Vu d’Ukraine

Publié le vendredi 31 août 2007

Artificiel et d’une haute valeur, l’espéranto

De toutes les langues artificielles, il est celle qui a le plus réussi et prospéré. Ceux qui pensent que l’espéranto appartient au passé font erreur. Il évolue continuellement et, grâce à l’Internet, sa communauté s’accroît et rajeunit. Le philologue hellénique Alexarkhos [Alexarque] et le médecin romain Galienus (Galien) ont pensé à la création d’une langue artificielle. Au Moyen-Âge, de nombreux savants ont cherché la “langue rationnelle” qui aurait dû devenir l’instrument idéal de la pensée. Newton, Leibniz, Francis Bacon et Descartes s’en sont occupé. Cependant, aucune de ces langues n’a été réalisée : jusqu’au début du 19ème siècle, les relations internationales ont progressé assez lentement. Cependant, avec l’écoulement du temps, la situation a changé : la quantité de littérature en langues nationales s’est énormément accrue pendant que les relations internationales sont devenues plus intenses. Dans ces conditions, le problème linguistique est devenu actuel pour beaucoup.

▶ Contenu des données:

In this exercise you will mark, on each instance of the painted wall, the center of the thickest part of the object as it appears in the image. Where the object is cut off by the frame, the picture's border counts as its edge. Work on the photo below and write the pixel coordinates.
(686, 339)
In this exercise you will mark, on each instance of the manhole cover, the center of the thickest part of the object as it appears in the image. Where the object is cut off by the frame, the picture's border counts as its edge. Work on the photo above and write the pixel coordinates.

▶ Série d'exercices:
**1)** D'après le texte sur l'espéranto, qu'est-ce qui permet à la communauté espérantiste de s'accroître et de rajeunir ?
**2)** Indiquez si chaque affirmation concorde avec le texte sur l'espéranto. Justifiez chaque réponse par oui ou non, suivi des mots décisifs du texte cités tels quels.
(a) Descartes s'est intéressé à la recherche d'une langue rationnelle.
(b) L'une des langues conçues par les savants évoqués a été réalisée.
(c) Galien était un philologue hellénique.
**3)** Poursuivez le texte sur l'espéranto à la suite de sa dernière phrase.
Le matériel ci-dessus est un ensemble distinct du texte sur l'espéranto.

▶ Réponses par exercice:
**1)** L'Internet.

**2)**
(a) Oui : « Newton, Leibniz, Francis Bacon et Descartes s’en sont occupé. »
(b) Non : « aucune de ces langues n’a été réalisée »
(c) Non : « le médecin romain Galienus (Galien) »

**3)**
L’invention d’un enfant

Le 26 juillet 1887, à Varsovie, parut une petite brochure de 40 pages intitulée “Langue Internationale — Préface et manuel complet”. Le petit livre était signé sous le pseudonyme "Doktoro Esperanto" (Docteur Esperanto) ce mot signifiant, dans la nouvelle langue, “celui qui espère”. Il devint bientôt le nom de la langue. L’auteur de la brochure était un médecin de 26 ans, Lazare Zamenhof. Il avait déjà pensé à son projet depuis son enfance, et, avant la publication, il avait beaucoup travaillé dessus, en essayant la langue dans la pratique et en l’améliorant : outre le russe, il maîtrisait parfaitement le polonais, l’allemand, le français et le yiddish ; il maîtrisait bien, en outre, l’hébreu, les bases des langues latine, grecque et lituanienne. Dans son projet, il réussit à réaliser des solutions très adroites. Par ailleurs, dès le début, Zamenhof regarda sa langue non point comme une “langue des commerçants”, mais comme l’instrument qui pourrait unir les hommes des diverses nations, comme un instrument spirituel de rapprochement des peuples. Ceci joua un rôle important durant les premiers temps de l’évolution de la langue. Grâce aux enthousiastes, la langue se répandit d’abord en Russie, et ensuite sur les autres continents aussi. Parurent des journaux, des oeuvres traduites et originales. En 1905, en France, se tint le premier congrès universel et, dans les années 20-30 l’espéranto devint un phénomène social considérable. Une correspondance très active en espéranto fut organisée entre des travailleurs d’URSS et de pays européens ; des officiers de l’Armée Rouge et des États-Unis l’étudiaient comme la langue d’un éventuel ennemi. Malheureusement, au début, les régimes totalitaires d’Allemagne et d’URSS, et ensuite la Seconde Guerre mondiale, eurent un effet néfaste sur la diffusion de l’espéranto. Des centaines de militants et des milliers d’adeptes ordinaires furent physiquement éliminés. Cependant, après la Seconde Guerre mondiale, le mouvement pour l’espéranto renaquit. Les conférences générales de l’Unesco ont a trois reprises accepté des résolutions favorables à propos de l’espéranto, et la plus grande organisation (UEA) a des relations officielles depuis de nombreuses années avec l’Onu et l’Unesco.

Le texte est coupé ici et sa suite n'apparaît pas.